* [Stated goal] Reproduce each of the following records verbatim, line for line, without changing any characters.

* [Entries provided]
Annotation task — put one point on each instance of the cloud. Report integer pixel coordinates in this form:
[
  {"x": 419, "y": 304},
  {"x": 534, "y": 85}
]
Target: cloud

* [Answer for the task]
Annotation task — put one point on each instance of the cloud. Report integer pixel coordinates in this form:
[
  {"x": 419, "y": 304},
  {"x": 534, "y": 85}
]
Target: cloud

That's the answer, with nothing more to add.